> _To do_:
Answer these questions from the Loddon Herald piece on Inglewood:
1. Up to how many people can the town's infrastructure house?
2. What does the writer hope the Royal Hotel can still have?
3. Where was the electric car charger located?

> _Excerpt provided_:
=====

• Loddon Herald

Room to grow

Updated: Mar 31, 2021

By Howard Rochester

INGLEWOOD is growing at a rate not seen since the great gold rushes.

It’s very hard to get a block of land or a house in town, the town needs a housing estate, we have the infrastructure to house up to 10,000 people.

We have a hospital, schools, banks and unused land minutes from the shopping centre.

We also need a main street make over to encourage new businesses and to support existing business some of which have been battling, like the Royal Hotel saga,

It’s been dragging on far too long. The owners have been made to make it safe - hopefully we can still have a verandah!

The electric car charger was something badly needed in the town but why were the town hall gardens chosen for the location eroding our precious green spaces? It’s been very busy and won’t be long until others are needed to be installed in the gardens as well.

=====

> _Data records_:

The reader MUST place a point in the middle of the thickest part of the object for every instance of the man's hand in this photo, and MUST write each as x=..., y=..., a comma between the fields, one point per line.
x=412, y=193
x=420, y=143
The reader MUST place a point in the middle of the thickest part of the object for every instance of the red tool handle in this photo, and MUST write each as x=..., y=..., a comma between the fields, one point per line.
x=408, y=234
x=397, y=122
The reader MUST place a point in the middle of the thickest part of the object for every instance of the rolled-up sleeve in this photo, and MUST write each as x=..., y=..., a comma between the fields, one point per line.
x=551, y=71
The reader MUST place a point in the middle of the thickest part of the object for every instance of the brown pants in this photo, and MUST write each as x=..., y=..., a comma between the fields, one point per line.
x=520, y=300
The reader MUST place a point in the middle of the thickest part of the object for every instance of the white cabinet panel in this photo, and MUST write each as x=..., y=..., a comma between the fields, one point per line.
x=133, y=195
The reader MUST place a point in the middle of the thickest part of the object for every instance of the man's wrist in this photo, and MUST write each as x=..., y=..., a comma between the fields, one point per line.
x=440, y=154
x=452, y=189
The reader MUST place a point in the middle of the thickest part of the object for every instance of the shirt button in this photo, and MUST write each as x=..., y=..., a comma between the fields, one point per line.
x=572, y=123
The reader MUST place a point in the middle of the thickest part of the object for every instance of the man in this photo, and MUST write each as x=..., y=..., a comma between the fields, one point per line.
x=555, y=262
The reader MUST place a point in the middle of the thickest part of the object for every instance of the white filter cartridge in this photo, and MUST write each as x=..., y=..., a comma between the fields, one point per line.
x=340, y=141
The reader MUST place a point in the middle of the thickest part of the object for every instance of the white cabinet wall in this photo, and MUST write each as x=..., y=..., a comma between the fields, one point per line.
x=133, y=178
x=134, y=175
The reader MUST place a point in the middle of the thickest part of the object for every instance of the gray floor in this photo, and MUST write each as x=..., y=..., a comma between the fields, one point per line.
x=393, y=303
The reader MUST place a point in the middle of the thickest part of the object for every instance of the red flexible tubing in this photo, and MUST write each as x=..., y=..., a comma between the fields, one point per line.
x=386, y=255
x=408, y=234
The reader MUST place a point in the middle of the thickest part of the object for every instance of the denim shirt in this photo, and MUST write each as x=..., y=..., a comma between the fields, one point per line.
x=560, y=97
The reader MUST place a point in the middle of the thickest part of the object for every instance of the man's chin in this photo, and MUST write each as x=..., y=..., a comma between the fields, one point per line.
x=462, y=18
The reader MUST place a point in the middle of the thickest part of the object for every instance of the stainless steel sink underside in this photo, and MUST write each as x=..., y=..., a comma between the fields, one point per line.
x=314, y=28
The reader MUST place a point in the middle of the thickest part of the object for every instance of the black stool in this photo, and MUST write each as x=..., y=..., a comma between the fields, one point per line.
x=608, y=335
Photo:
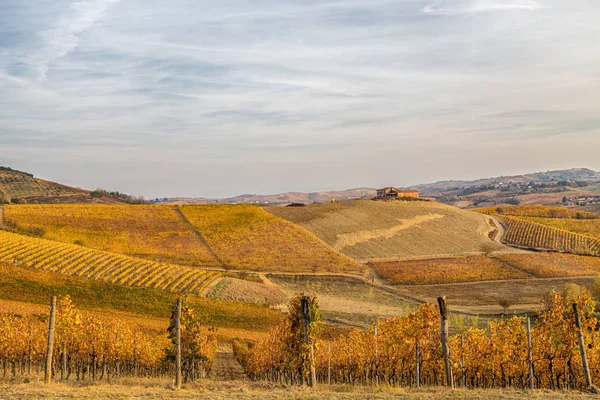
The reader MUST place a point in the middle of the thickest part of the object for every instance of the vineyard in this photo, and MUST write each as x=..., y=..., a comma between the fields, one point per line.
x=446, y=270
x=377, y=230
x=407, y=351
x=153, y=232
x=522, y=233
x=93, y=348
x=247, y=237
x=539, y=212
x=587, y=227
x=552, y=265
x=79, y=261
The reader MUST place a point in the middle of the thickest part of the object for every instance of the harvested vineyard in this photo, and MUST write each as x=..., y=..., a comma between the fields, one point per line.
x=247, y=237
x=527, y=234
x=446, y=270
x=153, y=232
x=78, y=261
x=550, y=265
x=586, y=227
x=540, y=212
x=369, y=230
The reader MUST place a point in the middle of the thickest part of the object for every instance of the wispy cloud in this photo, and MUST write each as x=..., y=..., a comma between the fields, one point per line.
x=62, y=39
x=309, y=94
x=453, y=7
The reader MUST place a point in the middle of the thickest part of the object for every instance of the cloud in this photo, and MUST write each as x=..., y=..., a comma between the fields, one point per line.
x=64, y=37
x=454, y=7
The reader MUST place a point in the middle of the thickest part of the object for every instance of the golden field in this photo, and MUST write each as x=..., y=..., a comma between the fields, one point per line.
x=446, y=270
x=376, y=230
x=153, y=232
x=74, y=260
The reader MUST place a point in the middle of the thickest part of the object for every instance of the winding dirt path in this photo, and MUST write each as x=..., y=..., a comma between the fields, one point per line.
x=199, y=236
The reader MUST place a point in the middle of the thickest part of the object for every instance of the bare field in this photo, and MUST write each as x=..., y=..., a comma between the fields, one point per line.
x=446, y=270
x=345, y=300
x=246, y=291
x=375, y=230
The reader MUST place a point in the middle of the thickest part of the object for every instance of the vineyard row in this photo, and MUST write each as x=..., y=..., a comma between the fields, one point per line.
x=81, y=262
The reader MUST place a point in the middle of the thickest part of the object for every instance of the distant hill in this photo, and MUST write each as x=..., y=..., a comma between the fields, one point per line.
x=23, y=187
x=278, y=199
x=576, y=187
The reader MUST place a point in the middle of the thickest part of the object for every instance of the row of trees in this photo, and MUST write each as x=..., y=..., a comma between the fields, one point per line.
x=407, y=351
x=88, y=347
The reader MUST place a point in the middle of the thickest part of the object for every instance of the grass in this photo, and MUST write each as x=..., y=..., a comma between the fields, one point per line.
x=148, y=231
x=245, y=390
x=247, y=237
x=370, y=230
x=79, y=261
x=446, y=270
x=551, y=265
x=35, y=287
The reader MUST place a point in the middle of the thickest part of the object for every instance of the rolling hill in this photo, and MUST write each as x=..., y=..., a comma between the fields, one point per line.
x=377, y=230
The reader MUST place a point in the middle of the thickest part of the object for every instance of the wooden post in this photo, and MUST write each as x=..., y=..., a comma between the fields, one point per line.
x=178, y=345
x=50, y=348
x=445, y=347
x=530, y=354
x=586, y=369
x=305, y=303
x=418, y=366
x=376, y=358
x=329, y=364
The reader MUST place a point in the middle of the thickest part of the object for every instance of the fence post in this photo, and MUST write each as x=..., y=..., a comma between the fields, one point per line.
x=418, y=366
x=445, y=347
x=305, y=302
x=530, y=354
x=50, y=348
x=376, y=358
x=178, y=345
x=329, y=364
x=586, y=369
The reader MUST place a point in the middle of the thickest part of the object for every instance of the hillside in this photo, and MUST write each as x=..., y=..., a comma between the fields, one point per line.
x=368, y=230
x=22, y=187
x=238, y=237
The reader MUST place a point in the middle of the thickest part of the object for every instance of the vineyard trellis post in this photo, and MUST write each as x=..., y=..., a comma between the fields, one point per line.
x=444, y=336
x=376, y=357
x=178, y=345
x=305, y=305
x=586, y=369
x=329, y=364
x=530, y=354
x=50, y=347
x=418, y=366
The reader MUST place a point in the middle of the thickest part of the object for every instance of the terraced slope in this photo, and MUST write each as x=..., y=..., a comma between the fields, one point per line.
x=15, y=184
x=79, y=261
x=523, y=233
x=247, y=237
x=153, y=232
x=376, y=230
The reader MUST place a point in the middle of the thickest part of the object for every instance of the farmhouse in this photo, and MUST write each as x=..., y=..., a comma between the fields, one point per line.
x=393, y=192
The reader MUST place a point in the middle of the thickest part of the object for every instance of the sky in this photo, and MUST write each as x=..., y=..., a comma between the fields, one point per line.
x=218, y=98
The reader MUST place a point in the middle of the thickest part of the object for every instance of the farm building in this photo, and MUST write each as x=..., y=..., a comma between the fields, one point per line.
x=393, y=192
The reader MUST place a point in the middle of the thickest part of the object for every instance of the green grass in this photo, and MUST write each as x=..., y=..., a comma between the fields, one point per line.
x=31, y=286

=====

> _Answer to this task_:
1. Up to 10,000 people.
2. A verandah.
3. In the town hall gardens.